[Dataset entries]
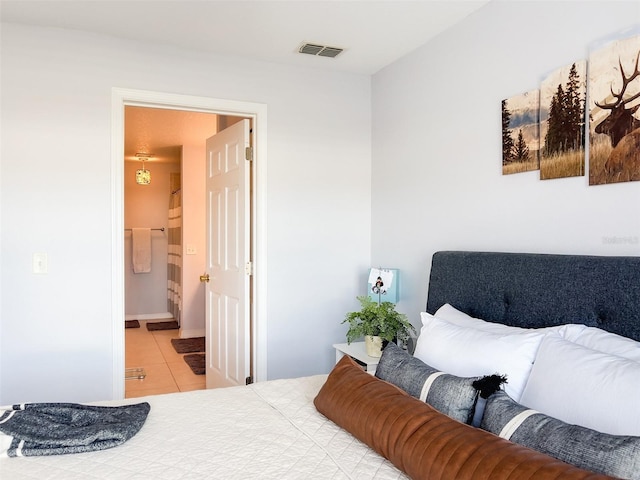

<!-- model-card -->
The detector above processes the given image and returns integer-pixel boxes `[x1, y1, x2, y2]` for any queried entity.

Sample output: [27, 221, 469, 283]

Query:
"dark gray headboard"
[427, 251, 640, 341]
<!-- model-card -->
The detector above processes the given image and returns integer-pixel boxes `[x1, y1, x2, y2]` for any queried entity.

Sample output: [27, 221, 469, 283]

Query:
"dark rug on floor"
[171, 337, 204, 353]
[182, 353, 205, 375]
[147, 320, 180, 332]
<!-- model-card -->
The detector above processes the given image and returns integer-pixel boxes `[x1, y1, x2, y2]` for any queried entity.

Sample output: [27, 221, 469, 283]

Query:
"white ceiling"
[0, 0, 489, 160]
[0, 0, 488, 74]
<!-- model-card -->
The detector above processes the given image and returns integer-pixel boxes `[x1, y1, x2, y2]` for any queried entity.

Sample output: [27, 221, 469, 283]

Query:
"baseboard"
[124, 312, 173, 320]
[180, 328, 205, 338]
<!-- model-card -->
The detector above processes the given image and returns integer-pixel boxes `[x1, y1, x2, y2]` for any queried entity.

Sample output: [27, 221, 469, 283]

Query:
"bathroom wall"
[123, 161, 180, 319]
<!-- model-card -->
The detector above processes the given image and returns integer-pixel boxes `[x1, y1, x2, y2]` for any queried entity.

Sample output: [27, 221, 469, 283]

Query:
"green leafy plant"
[342, 296, 416, 343]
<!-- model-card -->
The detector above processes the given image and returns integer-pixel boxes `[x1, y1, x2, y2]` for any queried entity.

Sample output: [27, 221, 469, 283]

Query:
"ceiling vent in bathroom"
[298, 43, 344, 58]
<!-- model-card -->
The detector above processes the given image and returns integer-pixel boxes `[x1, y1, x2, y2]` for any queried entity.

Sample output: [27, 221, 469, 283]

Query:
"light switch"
[33, 253, 49, 274]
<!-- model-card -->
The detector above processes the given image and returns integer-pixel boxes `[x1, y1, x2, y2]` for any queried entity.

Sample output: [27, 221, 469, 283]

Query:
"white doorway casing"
[111, 88, 267, 399]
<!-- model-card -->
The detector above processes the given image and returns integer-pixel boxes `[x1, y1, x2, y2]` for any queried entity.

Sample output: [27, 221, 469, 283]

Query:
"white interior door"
[205, 120, 251, 388]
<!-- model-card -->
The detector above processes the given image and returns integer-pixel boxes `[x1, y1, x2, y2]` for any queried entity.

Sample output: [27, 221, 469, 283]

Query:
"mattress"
[0, 375, 407, 480]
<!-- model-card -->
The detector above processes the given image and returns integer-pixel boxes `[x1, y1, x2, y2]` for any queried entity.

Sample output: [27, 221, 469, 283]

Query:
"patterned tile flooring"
[124, 320, 206, 398]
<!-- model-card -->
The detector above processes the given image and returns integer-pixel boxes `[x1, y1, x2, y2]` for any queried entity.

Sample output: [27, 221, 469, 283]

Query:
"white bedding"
[0, 375, 407, 480]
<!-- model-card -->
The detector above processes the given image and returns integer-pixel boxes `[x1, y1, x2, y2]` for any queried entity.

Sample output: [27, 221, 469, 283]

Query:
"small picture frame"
[367, 268, 398, 303]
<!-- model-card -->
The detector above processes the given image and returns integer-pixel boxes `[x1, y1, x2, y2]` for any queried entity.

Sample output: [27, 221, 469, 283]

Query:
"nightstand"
[333, 342, 380, 375]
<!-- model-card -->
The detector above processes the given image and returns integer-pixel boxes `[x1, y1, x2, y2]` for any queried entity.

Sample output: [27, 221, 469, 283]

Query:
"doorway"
[112, 89, 266, 398]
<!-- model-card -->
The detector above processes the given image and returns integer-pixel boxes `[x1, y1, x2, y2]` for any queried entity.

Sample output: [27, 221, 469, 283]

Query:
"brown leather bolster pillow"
[314, 356, 611, 480]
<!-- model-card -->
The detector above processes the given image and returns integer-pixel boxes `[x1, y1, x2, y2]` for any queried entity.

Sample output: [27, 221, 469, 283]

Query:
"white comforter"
[0, 375, 406, 480]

--- Written problem ---
Word for word, quote the lines above. Omit the pictures.

--- Written solution ---
<!-- model-card -->
The detector above processes the given image and returns integer-pixel boxes `[x1, y1, x2, y2]` for any queried entity.

Sample output: [27, 221, 469, 283]

Query:
"dark gray headboard"
[427, 251, 640, 341]
<!-- model-card -->
The detector above processes the given image and returns integer-pixel boxes `[x1, y1, x2, y2]` for any queried entity.

Sample output: [27, 221, 469, 283]

Query:
"dark rug on floor"
[171, 337, 204, 353]
[182, 353, 205, 375]
[147, 320, 180, 332]
<!-- model-card -->
The detector above processes the given image and returns integer-pixel boxes `[x1, y1, x2, y2]` for any queried entity.

Sample output: [27, 221, 469, 283]

Query:
"white ceiling"
[0, 0, 489, 160]
[0, 0, 488, 74]
<!-- model-card -->
The detector above processes the given image and returns integer-pixel boxes `[x1, y1, x2, y2]` for any queried entity.

Sample output: [27, 221, 469, 283]

Query:
"baseboard"
[124, 312, 173, 320]
[180, 328, 205, 338]
<!-- model-card -->
The detector above processes the given image and returns integer-pixel boxes `[x1, y1, x2, y2]` for any queried entity.

Sample output: [27, 221, 469, 283]

Query:
"bathroom wall"
[123, 161, 180, 319]
<!-- model-card -->
The detector above processes the given image and returns integer-pixel boxes `[x1, y1, x2, y2]` for any queried entity.

Sample output: [27, 221, 469, 283]

Query:
"green leafy plant"
[342, 296, 416, 343]
<!-- model-card -->
The detector above processes the given image and returns integer-pixel boxes `[x1, y1, x2, y2]` for any queried entity.

Sample output: [27, 221, 469, 283]

Query:
"ceiling vent in bathroom"
[298, 43, 344, 58]
<!-- model-card -->
The detector above processes the given image and returns integer-pixel boxes `[x1, y1, x2, y2]` for any queried entity.

Sample output: [27, 221, 469, 283]

Query:
"light switch"
[33, 253, 49, 274]
<!-- model-card -->
The detector above processes the given image and returns integer-pixel boxes `[x1, y1, x2, y2]` for any queried entity.

Sample output: [27, 221, 469, 283]

Query:
"white doorway casing"
[111, 88, 267, 399]
<!-- model-card -->
The detector above processes the given image and returns integer-pixel boxes `[x1, y1, x2, y2]` for any queried entity.

Sample output: [27, 221, 469, 283]

Query:
"white interior door"
[205, 120, 251, 388]
<!-- model-card -->
The detector above processes the given image and returns integer-pixel boxes `[x1, y1, x2, y2]` for any queried entity.

Sample output: [27, 221, 469, 283]

Query:
"mattress"
[0, 375, 407, 480]
<!-- model-card -->
The detector above processes the given image and returns integer-pixel boxes `[x1, y1, x2, y2]` for any queried entity.

Sample output: [27, 221, 469, 283]

Query:
"patterned tile flooring"
[124, 320, 206, 398]
<!-- model-card -->
The detector above processes the given image and returns integer-pixel boxes `[x1, y1, x2, y2]` for any queried entity.

Sample output: [27, 221, 469, 283]

Query:
"white bedding"
[0, 375, 407, 480]
<!-- model-card -->
The detector above processes the given image and returns integer-pixel boxes `[x1, y1, x2, y2]` for any queried entity.

Sample output: [27, 221, 469, 283]

Query:
"small picture frame"
[367, 268, 398, 303]
<!-- model-card -->
The detector above processes the given image and returns integer-pixel boxes `[x1, y1, x2, y2]` for any queried entity.

Sample output: [27, 221, 469, 283]

Query:
"nightstand"
[333, 342, 380, 375]
<!-- model-card -->
The detector above processes the given image and returns integer-pixel boxes `[x1, y1, x2, y2]` for any queried entity.

Sample output: [27, 221, 469, 283]

Query:
"doorway"
[112, 89, 266, 398]
<!-- model-card -->
The detector above processes the given image and returns integer-pixel boxes `[x1, y1, x2, y2]` for any queried entity.

Sample output: [27, 221, 469, 283]

Query:
"brown leather bolster pillow"
[314, 356, 611, 480]
<!-- model-card -->
The detector above processes the given image and returns integer-pixel boxes `[x1, y1, x2, y2]` for any queried entity.

Sample output: [27, 221, 469, 283]

Query:
"white comforter"
[0, 375, 406, 480]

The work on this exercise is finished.